What to do
Switch each "traffic monitoring" in the lines below to "road surveillance", and reproduce every other line without any change.

Provided data
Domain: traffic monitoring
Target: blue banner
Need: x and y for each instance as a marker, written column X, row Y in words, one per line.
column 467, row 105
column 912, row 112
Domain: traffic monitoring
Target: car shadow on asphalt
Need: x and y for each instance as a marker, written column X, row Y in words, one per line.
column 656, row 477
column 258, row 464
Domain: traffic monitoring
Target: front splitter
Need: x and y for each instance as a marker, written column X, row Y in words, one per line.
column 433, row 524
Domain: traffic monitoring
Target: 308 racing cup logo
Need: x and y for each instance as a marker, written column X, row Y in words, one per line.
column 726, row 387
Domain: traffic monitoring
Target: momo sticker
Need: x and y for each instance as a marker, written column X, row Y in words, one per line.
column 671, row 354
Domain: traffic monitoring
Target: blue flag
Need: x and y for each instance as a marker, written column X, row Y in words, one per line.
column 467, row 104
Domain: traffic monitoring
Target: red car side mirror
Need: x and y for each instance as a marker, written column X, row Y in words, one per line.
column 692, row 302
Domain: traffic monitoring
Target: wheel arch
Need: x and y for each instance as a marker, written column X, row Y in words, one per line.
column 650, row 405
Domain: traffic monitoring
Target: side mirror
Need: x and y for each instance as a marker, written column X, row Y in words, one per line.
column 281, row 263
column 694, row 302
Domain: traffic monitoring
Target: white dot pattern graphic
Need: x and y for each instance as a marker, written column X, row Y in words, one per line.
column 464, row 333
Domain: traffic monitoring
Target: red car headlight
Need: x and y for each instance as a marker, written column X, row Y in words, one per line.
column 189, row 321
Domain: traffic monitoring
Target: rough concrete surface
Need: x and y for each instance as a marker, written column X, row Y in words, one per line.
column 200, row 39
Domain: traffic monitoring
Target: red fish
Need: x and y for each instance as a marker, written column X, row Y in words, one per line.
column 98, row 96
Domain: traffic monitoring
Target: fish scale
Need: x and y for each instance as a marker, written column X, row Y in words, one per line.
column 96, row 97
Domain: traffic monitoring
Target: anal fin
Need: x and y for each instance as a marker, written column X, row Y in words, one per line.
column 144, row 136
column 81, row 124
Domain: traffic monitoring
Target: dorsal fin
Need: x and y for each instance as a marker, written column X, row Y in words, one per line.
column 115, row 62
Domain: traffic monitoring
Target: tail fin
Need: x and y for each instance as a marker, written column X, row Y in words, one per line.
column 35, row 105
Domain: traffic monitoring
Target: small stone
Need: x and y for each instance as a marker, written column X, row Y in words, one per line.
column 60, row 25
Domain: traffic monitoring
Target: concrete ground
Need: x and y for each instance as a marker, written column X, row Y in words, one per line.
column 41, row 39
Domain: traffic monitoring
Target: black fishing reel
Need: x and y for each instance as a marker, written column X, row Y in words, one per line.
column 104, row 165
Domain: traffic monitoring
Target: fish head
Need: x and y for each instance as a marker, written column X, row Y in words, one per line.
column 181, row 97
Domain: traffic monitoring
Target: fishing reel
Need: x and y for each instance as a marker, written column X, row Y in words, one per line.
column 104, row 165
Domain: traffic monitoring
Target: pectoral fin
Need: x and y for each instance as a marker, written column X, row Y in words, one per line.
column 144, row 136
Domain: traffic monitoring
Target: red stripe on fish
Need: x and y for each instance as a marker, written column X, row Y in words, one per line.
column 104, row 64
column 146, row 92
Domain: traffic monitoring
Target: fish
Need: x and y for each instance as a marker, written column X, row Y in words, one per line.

Solution below
Domain: road surveillance
Target: blue banner
Need: x and y for each instance as a marker, written column X, row Y in words, one per line.
column 467, row 105
column 912, row 112
Domain: road surveillance
Target: car shadow on asphalt
Need: x and y for each instance as a marker, written column X, row Y in words, one per line.
column 656, row 477
column 258, row 464
Domain: road surveillance
Target: front splitter
Need: x and y for each instance as a marker, written column X, row Y in words, one per line.
column 433, row 524
Domain: road surveillance
Target: 308 racing cup logo
Need: x and y for each instance as a marker, written column X, row Y in words, one per line.
column 726, row 387
Domain: road surveillance
Target: momo sticker
Need: x and y for each instance as a marker, written column X, row Y in words, one per line.
column 671, row 354
Domain: road surveillance
Target: blue flag
Need: x and y for each instance as a marker, written column X, row Y in words, one per line.
column 467, row 104
Domain: road surveillance
Target: red car side mirror
Need: x and y for each instance as a marker, written column X, row Y in words, one per line.
column 692, row 302
Domain: road surveillance
Target: wheel arch
Need: x and y for each instance as a marker, written column X, row Y in words, one per line.
column 650, row 405
Domain: road surveillance
Target: side mirror
Need: x and y for each instance as a marker, written column X, row Y in words, one per line.
column 281, row 263
column 694, row 302
Domain: road surveillance
Target: white dot pattern graphic
Need: x and y for each instance as a marker, written column X, row Y in words, one per line.
column 464, row 333
Domain: road surveillance
Target: red car headlight
Need: x and y for each instance as a marker, written column X, row Y in words, one per line.
column 189, row 321
Domain: road surveillance
Target: rough concrete surface
Need: x and y for each instance as a marker, written column X, row Y in words, one per line.
column 200, row 39
Domain: road surveillance
Target: red fish
Need: x and y for each instance as a marker, written column X, row Y in words, one per line.
column 98, row 96
Domain: road surveillance
Target: fish scale
Need: x and y for each instance as a marker, written column X, row Y in words, one per line.
column 96, row 97
Domain: road surveillance
Target: anal fin
Need: x and y for each instance as a marker, written column X, row Y in words, one per line.
column 144, row 136
column 81, row 124
Domain: road surveillance
Target: dorsal fin
Need: x and y for each instance as a marker, written column X, row Y in words, one per line.
column 115, row 62
Domain: road surveillance
Target: tail fin
Need: x and y for each instance as a marker, written column X, row Y in words, one per line.
column 35, row 105
Domain: road surveillance
Target: small stone
Need: x and y for each instance as a marker, written column X, row Y in words, one per line.
column 60, row 25
Domain: road surveillance
Target: concrete ground
Need: x and y for each instance as a marker, written column X, row Y in words, one per line.
column 41, row 39
Domain: road surveillance
Target: black fishing reel
Need: x and y for each instance as a marker, written column X, row Y in words, one per line.
column 104, row 165
Domain: road surveillance
Target: fish head
Need: x and y for each instance as a marker, written column X, row Y in words, one per line.
column 181, row 97
Domain: road surveillance
Target: fishing reel
Need: x and y for each instance as a marker, written column X, row Y in words, one per line.
column 104, row 165
Domain: road surveillance
Target: pectoral fin
Need: x and y for each instance as a marker, written column X, row Y in words, one per line.
column 144, row 136
Domain: road surveillance
Target: red stripe on fish
Need: x and y for each instance as a marker, written column X, row Y in words, one per line.
column 104, row 64
column 146, row 92
Domain: road surveillance
Target: fish
Need: x and y for each instance as a marker, written column X, row Y in words, one per line.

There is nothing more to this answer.